In the entries below, find the line containing "wooden post and report the position of each.", then copy it and every later line exactly, ending with the last line.

BEGIN

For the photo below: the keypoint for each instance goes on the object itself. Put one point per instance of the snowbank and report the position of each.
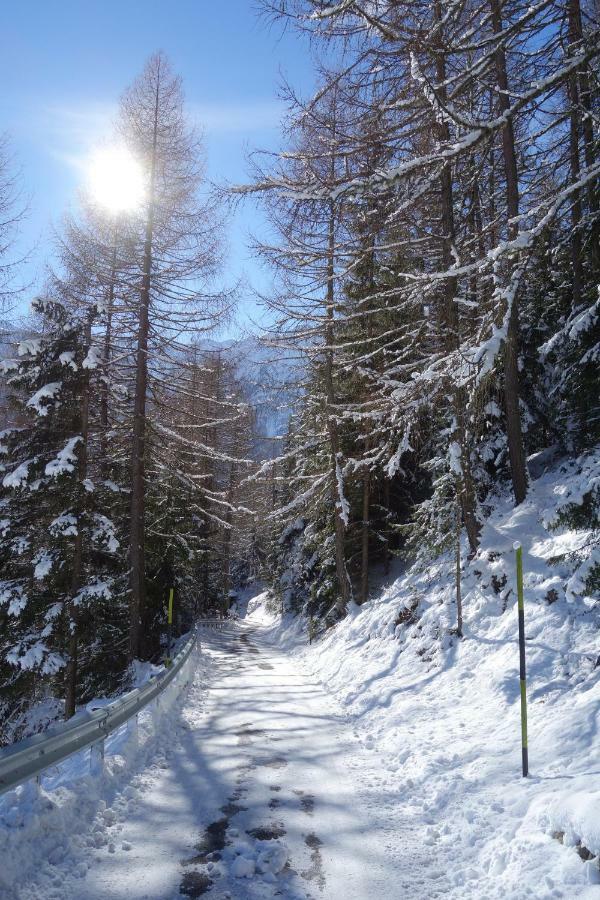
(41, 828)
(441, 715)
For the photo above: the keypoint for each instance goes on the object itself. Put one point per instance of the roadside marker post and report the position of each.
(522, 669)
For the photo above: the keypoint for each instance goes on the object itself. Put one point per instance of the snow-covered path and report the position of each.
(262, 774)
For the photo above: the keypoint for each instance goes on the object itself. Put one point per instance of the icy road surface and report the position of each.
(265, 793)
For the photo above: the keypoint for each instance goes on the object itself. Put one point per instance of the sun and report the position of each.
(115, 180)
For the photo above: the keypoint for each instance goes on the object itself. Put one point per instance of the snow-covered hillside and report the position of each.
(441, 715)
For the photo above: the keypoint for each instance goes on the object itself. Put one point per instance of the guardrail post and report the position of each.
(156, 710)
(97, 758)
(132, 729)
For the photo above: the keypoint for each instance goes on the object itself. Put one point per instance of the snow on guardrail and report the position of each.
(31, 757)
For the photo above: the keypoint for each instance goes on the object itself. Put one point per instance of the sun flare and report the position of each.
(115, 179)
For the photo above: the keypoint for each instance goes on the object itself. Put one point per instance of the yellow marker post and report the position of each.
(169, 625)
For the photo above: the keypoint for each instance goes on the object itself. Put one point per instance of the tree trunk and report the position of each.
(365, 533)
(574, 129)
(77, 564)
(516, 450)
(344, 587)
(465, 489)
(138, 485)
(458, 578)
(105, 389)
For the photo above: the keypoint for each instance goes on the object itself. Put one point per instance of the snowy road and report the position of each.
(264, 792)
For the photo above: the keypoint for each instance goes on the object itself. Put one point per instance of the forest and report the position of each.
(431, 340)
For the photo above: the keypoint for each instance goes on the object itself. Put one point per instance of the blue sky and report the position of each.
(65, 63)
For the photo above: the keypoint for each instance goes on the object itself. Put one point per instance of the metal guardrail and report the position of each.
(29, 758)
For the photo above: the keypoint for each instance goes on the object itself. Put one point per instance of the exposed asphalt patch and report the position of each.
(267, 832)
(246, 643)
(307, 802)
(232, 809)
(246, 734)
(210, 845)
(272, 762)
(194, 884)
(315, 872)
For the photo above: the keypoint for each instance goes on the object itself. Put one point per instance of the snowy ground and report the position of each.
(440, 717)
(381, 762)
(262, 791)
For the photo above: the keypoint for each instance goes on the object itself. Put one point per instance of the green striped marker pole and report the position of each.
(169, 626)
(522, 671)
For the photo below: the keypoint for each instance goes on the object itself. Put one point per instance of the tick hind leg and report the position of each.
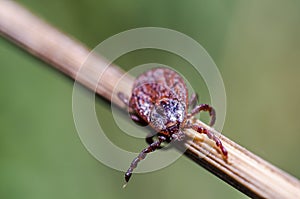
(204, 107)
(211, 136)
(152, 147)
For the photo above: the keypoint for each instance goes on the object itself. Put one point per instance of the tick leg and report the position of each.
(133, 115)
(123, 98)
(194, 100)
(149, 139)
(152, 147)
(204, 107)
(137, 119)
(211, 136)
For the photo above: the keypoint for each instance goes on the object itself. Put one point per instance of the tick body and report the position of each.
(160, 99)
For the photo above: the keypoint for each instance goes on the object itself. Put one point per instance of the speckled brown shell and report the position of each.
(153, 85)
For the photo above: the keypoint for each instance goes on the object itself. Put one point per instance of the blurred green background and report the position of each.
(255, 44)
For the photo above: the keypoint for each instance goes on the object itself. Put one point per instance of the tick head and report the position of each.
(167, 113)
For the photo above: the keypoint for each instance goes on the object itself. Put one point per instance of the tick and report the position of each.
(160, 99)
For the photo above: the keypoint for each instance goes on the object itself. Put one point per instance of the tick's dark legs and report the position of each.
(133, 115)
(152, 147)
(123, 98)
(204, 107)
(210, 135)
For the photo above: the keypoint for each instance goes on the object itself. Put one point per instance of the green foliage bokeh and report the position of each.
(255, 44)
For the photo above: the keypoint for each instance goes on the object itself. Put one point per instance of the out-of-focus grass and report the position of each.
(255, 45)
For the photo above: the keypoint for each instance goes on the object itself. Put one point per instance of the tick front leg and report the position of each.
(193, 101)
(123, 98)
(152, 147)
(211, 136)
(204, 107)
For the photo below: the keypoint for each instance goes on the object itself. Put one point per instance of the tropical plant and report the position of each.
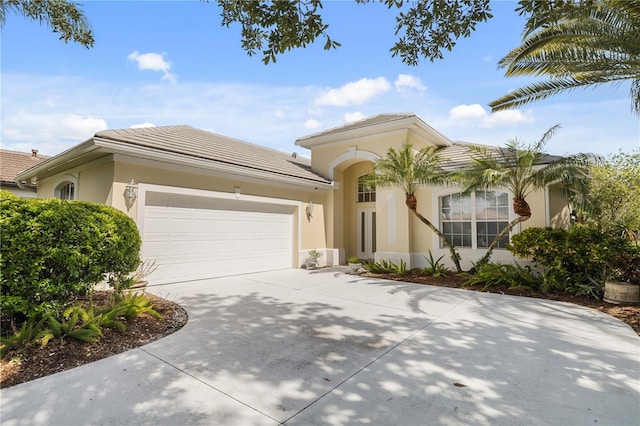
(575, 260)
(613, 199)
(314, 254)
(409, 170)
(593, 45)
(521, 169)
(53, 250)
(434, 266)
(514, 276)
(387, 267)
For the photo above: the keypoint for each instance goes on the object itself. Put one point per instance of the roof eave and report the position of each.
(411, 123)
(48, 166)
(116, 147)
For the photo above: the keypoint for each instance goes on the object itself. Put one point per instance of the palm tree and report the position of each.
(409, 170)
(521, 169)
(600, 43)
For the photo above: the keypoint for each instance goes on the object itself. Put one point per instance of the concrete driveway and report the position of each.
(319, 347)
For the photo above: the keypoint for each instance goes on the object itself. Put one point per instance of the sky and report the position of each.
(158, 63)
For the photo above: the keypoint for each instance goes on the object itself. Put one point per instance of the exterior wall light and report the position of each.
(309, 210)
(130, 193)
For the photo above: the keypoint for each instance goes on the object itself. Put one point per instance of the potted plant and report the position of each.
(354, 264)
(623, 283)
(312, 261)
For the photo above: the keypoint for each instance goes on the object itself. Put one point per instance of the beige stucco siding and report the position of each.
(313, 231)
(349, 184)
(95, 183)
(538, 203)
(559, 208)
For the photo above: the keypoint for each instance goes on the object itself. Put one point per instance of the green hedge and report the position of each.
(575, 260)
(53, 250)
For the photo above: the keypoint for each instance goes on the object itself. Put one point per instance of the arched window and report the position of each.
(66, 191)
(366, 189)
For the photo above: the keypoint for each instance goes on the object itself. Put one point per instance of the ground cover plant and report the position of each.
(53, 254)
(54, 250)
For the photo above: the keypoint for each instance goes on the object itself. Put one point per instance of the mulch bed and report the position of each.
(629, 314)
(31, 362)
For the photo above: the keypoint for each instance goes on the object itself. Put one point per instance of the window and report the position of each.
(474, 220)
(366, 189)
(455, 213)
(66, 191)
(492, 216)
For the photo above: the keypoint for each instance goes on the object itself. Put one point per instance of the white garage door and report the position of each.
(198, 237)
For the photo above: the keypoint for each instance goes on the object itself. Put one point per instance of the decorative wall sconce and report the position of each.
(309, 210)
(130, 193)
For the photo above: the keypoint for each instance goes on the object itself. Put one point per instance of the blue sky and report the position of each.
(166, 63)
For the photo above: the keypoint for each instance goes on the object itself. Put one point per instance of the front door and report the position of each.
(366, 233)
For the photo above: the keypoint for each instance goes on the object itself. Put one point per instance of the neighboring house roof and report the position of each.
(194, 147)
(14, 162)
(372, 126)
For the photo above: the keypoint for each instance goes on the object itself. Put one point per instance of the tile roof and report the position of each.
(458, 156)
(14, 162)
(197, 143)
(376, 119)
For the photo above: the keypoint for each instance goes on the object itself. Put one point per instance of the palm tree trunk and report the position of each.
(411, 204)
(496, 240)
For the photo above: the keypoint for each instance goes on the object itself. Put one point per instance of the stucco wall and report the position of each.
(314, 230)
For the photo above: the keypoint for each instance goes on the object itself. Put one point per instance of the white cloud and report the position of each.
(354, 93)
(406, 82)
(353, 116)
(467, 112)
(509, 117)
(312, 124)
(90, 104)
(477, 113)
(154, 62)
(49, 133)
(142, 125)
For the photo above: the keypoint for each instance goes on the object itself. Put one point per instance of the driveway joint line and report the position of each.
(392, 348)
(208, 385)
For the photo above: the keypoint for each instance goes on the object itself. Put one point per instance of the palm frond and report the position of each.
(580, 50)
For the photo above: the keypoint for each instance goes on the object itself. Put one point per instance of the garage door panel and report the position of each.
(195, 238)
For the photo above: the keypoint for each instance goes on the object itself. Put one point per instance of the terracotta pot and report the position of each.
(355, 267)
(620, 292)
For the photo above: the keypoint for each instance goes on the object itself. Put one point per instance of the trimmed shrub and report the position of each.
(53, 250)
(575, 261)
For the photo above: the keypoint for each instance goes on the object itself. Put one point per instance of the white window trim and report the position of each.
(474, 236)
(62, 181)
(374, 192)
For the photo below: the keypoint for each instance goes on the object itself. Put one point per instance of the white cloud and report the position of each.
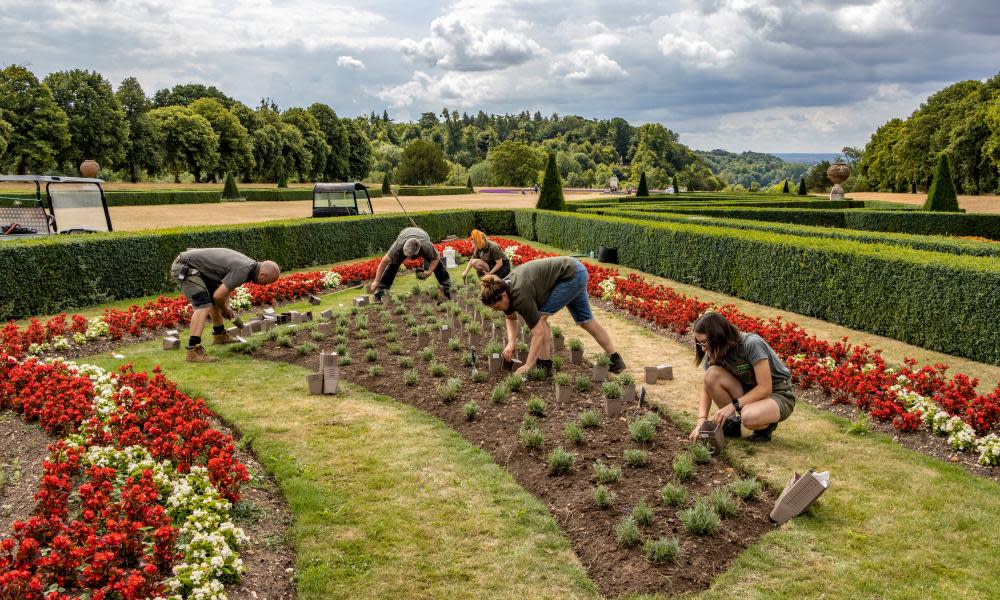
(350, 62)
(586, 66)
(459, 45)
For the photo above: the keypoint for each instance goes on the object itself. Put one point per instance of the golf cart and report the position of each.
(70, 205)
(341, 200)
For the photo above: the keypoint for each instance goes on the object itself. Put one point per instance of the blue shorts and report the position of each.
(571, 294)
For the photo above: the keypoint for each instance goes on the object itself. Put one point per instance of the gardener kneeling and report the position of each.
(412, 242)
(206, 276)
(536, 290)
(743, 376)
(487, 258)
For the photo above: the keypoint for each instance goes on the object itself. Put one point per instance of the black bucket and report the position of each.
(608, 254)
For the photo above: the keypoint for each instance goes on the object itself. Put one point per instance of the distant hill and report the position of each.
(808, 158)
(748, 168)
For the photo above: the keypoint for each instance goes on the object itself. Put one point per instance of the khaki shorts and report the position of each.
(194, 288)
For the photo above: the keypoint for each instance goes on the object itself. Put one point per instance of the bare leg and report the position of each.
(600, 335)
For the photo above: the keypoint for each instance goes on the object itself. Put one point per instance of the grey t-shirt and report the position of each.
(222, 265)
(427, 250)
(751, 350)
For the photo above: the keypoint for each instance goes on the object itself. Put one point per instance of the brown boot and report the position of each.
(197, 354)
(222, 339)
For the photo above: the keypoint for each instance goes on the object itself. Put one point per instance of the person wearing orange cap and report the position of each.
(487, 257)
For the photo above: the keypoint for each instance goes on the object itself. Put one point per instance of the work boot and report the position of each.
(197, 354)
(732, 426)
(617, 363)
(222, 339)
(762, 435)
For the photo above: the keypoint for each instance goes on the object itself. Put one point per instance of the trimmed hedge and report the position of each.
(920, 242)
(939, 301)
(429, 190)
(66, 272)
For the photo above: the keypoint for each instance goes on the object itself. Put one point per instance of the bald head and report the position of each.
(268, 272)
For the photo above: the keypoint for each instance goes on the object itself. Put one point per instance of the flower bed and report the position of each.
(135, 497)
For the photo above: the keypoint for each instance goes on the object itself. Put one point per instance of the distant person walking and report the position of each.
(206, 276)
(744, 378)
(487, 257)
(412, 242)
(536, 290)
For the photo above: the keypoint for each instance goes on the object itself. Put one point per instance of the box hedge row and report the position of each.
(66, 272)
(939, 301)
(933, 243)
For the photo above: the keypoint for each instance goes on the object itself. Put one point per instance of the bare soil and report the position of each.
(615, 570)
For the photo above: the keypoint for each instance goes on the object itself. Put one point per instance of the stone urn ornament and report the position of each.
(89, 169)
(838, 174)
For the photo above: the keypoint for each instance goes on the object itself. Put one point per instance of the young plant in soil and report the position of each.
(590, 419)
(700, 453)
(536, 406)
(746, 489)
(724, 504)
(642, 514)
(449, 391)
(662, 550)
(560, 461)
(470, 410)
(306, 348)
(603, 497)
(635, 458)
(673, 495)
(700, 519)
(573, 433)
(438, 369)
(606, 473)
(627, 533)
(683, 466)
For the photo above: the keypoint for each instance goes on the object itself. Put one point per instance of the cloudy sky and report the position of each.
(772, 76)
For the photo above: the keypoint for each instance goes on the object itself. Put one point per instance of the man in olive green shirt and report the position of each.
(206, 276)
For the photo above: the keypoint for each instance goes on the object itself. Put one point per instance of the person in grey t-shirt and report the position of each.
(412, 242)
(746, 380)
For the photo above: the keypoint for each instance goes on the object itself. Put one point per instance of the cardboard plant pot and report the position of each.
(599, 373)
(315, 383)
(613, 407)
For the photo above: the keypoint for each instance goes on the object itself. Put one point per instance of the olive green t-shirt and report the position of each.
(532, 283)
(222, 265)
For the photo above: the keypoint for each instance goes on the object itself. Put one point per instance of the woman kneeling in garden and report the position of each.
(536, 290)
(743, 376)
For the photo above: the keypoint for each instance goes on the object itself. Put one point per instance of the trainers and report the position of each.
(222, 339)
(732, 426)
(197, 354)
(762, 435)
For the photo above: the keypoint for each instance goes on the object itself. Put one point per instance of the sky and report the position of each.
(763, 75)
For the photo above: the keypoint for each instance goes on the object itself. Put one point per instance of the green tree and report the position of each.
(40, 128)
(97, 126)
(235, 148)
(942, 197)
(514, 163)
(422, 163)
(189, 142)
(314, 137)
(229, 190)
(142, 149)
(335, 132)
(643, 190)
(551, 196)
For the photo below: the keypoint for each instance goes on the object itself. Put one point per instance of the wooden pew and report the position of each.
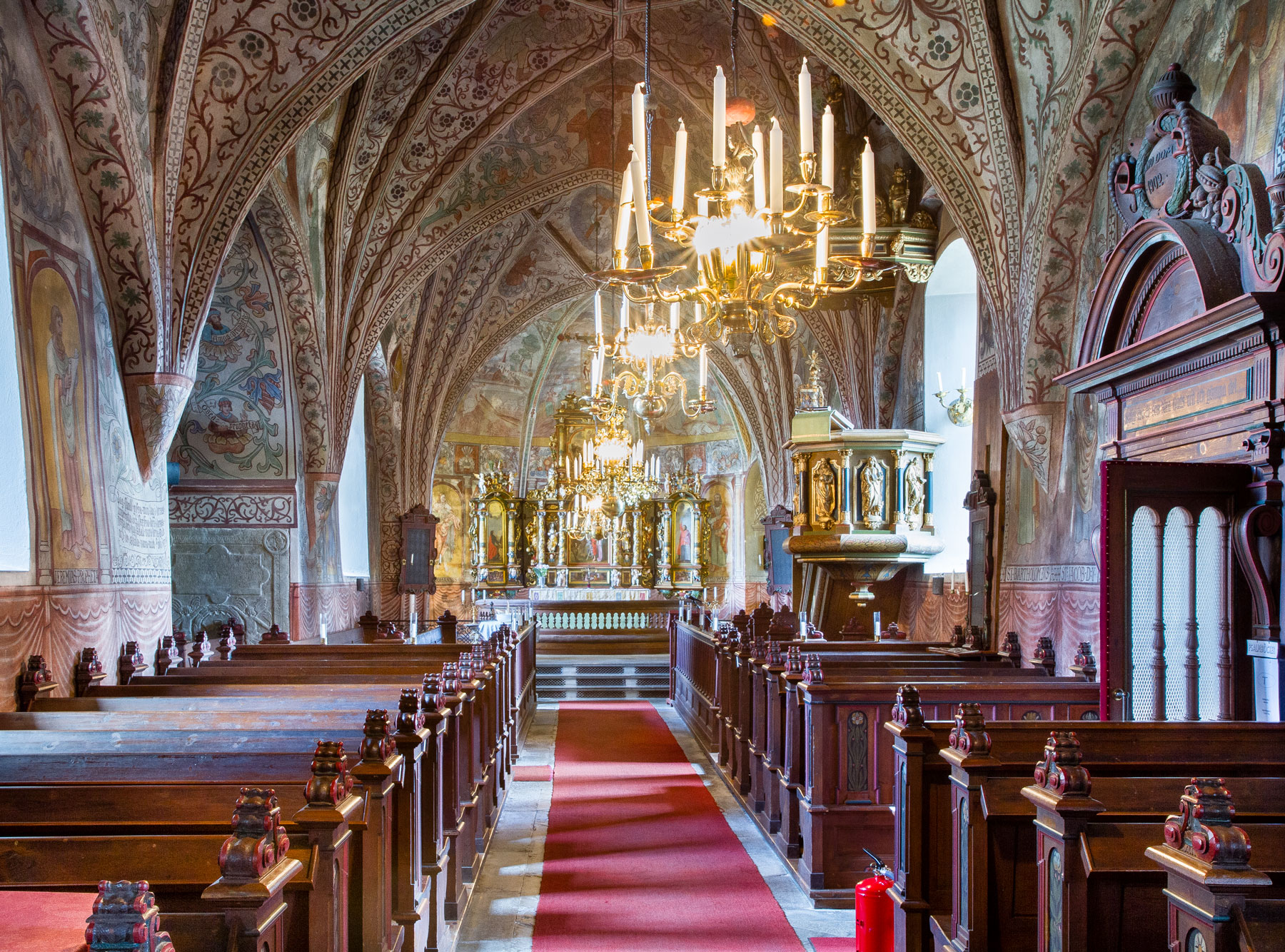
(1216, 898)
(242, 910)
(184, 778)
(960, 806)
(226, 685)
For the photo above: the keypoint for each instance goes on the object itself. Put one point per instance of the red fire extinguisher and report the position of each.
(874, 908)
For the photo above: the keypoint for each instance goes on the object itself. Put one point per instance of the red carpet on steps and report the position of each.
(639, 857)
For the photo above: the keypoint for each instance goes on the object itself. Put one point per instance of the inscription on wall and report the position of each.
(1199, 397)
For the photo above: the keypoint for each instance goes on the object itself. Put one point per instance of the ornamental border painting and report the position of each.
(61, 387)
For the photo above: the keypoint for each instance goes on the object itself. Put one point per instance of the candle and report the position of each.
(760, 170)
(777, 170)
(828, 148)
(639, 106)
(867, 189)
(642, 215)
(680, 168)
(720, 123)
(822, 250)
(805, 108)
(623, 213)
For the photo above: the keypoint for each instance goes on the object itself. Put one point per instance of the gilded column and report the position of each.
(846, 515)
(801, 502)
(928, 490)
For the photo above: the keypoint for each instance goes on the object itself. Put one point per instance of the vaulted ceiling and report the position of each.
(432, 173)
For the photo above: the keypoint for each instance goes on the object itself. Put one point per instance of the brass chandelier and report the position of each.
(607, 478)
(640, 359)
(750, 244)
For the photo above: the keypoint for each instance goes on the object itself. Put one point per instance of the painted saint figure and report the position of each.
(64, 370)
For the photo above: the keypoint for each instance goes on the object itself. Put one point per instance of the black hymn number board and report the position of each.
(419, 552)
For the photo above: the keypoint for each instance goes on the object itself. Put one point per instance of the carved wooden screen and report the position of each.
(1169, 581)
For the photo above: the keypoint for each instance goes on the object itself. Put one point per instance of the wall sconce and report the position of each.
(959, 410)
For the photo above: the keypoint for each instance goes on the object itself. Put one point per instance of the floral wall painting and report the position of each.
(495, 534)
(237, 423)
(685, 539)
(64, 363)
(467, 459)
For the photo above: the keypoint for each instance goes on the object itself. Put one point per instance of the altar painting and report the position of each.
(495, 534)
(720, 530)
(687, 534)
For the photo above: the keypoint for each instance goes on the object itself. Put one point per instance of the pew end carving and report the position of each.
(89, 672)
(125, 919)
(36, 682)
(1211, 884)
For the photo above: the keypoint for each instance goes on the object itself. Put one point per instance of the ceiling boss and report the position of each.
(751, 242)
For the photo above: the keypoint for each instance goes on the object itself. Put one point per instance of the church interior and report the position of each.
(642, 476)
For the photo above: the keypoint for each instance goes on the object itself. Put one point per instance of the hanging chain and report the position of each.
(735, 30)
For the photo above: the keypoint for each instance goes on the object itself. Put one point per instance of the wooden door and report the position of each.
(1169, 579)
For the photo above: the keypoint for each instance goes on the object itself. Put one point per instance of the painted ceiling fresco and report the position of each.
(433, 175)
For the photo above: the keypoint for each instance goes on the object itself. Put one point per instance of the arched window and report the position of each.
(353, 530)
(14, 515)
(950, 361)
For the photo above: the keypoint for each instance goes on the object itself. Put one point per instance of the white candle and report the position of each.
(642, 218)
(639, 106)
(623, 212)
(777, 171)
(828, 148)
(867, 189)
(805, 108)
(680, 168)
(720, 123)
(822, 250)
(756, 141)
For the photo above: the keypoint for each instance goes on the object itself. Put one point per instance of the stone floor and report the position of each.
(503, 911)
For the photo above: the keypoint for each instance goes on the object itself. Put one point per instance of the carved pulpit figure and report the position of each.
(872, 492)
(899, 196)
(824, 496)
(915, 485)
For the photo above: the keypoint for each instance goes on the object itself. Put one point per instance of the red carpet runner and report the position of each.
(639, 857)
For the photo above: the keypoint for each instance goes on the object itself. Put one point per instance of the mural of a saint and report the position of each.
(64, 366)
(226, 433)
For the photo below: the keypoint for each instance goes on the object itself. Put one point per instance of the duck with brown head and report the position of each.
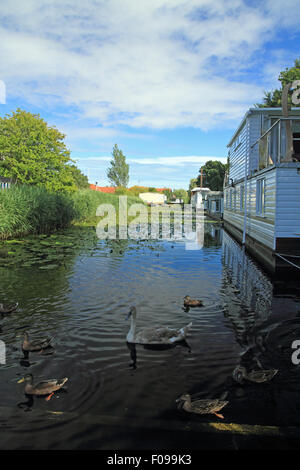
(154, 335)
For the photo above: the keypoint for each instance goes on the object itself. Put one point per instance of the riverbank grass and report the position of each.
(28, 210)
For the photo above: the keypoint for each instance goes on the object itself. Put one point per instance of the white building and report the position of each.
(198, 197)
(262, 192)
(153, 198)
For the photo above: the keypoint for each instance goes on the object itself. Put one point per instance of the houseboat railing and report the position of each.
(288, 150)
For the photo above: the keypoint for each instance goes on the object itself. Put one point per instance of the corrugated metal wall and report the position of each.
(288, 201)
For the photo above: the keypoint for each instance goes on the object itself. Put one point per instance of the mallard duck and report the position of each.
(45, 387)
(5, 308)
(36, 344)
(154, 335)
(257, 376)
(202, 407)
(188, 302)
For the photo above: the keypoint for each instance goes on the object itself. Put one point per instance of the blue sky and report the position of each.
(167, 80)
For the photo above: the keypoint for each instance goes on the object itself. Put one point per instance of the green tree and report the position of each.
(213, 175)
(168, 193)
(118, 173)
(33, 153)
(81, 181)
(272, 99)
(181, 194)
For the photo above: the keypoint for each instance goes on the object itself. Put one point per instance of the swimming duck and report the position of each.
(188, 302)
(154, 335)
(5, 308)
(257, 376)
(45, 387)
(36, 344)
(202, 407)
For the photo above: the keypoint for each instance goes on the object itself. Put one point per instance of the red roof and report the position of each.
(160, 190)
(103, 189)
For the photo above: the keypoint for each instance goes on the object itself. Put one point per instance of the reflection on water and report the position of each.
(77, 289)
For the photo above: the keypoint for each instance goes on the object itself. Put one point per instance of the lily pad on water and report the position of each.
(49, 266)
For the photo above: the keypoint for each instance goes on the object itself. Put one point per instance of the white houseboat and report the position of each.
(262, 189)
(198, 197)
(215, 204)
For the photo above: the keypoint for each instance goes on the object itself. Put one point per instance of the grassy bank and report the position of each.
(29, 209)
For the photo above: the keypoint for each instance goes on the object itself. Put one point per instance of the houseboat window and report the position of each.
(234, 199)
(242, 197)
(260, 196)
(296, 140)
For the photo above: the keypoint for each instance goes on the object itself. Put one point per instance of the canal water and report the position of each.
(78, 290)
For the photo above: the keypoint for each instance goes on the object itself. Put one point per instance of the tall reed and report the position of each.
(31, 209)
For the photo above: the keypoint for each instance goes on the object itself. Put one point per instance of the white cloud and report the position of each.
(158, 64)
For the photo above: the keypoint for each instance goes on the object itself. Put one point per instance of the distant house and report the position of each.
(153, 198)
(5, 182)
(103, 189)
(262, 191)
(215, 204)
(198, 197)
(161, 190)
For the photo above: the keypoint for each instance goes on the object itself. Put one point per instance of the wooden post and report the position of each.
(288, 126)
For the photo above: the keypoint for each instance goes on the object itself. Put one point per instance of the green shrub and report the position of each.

END

(Task output):
For the photo above: the keypoint for each instance goes on the object itself. Put one point per instance of the wooden post and report the position of each.
(288, 126)
For the photo above: the keypoint for each instance goes on the object itself. Put one point per instance of the green shrub and report the position of each.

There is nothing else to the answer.